# Task to carry out
Quote exactly the lines running from the line with "emit = geojson-point-per-instance" to the end of the entries, including both, and nothing else.

[Source data]
====

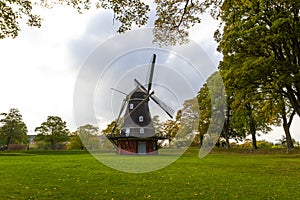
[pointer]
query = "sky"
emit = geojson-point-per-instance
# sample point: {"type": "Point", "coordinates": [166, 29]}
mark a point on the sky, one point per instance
{"type": "Point", "coordinates": [44, 71]}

====

# Reply to the exercise
emit = geojson-point-per-instance
# sample point: {"type": "Point", "coordinates": [166, 29]}
mark a point on the sky, one point per instance
{"type": "Point", "coordinates": [44, 71]}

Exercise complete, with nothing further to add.